Set exercise => Please write the records from the line containing "of the dark" through the end of the records, both ends included, as a JSON list of strings with one string per line and no blank lines. Cover only those lines, and leave the pictures out.

Exercise materials =>
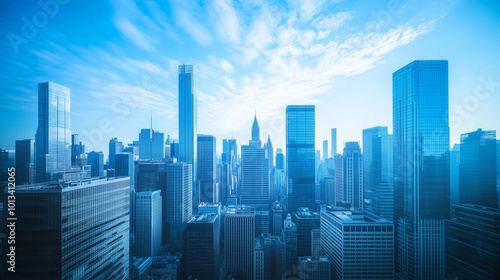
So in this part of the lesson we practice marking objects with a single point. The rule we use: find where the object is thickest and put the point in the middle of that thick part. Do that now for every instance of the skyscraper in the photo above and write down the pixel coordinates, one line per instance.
(53, 135)
(378, 174)
(421, 168)
(179, 203)
(478, 168)
(254, 184)
(148, 237)
(300, 158)
(206, 168)
(115, 147)
(334, 142)
(202, 246)
(25, 161)
(359, 244)
(151, 144)
(69, 231)
(188, 123)
(239, 234)
(351, 181)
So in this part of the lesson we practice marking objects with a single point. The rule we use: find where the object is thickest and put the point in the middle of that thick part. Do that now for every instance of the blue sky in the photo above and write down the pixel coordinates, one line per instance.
(120, 60)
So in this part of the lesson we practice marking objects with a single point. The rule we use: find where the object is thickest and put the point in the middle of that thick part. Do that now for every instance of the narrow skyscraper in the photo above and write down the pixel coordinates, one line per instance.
(421, 168)
(300, 157)
(53, 135)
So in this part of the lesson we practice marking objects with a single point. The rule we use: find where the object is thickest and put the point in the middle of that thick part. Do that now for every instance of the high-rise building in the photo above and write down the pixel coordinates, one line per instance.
(254, 184)
(300, 158)
(268, 260)
(421, 168)
(202, 246)
(478, 168)
(350, 182)
(314, 268)
(25, 161)
(206, 168)
(53, 135)
(289, 236)
(473, 243)
(239, 234)
(325, 149)
(179, 203)
(151, 144)
(115, 147)
(96, 161)
(378, 172)
(148, 236)
(188, 123)
(306, 221)
(334, 142)
(69, 231)
(359, 244)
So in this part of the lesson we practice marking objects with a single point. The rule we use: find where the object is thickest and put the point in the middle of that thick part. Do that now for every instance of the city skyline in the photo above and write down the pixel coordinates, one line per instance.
(224, 93)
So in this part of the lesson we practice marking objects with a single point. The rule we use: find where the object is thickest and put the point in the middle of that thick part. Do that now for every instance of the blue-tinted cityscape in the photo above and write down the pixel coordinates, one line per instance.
(227, 140)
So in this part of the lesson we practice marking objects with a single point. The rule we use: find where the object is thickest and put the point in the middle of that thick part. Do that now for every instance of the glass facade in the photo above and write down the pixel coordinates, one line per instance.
(188, 123)
(478, 168)
(300, 156)
(421, 168)
(53, 135)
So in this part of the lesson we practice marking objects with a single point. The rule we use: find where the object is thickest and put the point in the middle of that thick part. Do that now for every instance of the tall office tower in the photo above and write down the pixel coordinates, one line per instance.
(148, 216)
(316, 243)
(25, 161)
(306, 221)
(357, 239)
(334, 142)
(473, 243)
(56, 215)
(455, 175)
(206, 168)
(277, 218)
(78, 157)
(349, 177)
(300, 157)
(378, 172)
(96, 161)
(188, 123)
(289, 236)
(314, 268)
(254, 188)
(53, 135)
(478, 168)
(115, 147)
(421, 168)
(273, 191)
(325, 149)
(239, 234)
(268, 258)
(202, 246)
(179, 203)
(151, 144)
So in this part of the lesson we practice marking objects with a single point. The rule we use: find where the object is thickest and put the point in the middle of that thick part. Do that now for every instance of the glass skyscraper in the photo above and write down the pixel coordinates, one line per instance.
(421, 168)
(53, 135)
(378, 172)
(188, 123)
(478, 168)
(300, 157)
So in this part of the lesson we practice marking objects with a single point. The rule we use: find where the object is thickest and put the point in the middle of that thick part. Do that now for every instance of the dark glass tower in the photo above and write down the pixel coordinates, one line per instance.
(421, 168)
(300, 156)
(53, 135)
(188, 123)
(478, 168)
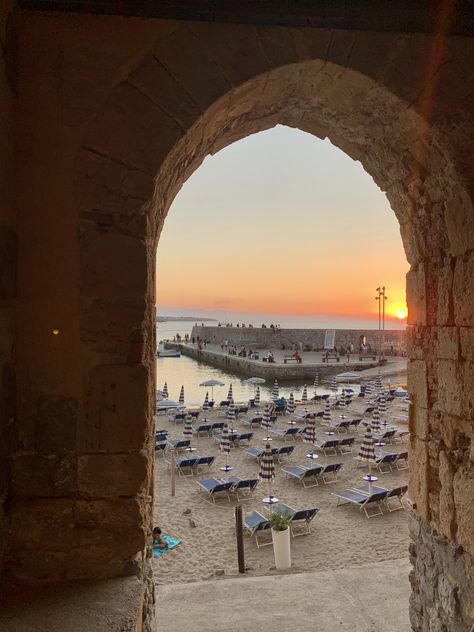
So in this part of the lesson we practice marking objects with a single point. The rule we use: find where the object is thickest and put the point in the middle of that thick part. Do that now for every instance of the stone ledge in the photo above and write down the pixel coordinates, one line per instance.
(115, 605)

Task output =>
[
  "So in this part of the lesson we practice marking objects with a single point. The rule we use: find where the object is thickest and put the point in the middle of that thick part. Do that now for every instance of the dark glass tower in the photo above and write down the pixel coordinates, one line per instance.",
  "(421, 168)",
  "(300, 156)",
  "(53, 135)",
  "(188, 123)",
  "(478, 168)",
  "So in this part of the lesson we practice marking objects with a single point. The rule we use: find where the object is thickest and put the point in the middle of that thick part. Do that now for every instance of the stone ledge in the photo above and write down the pixel coordinates, one line per instance.",
  "(115, 605)"
]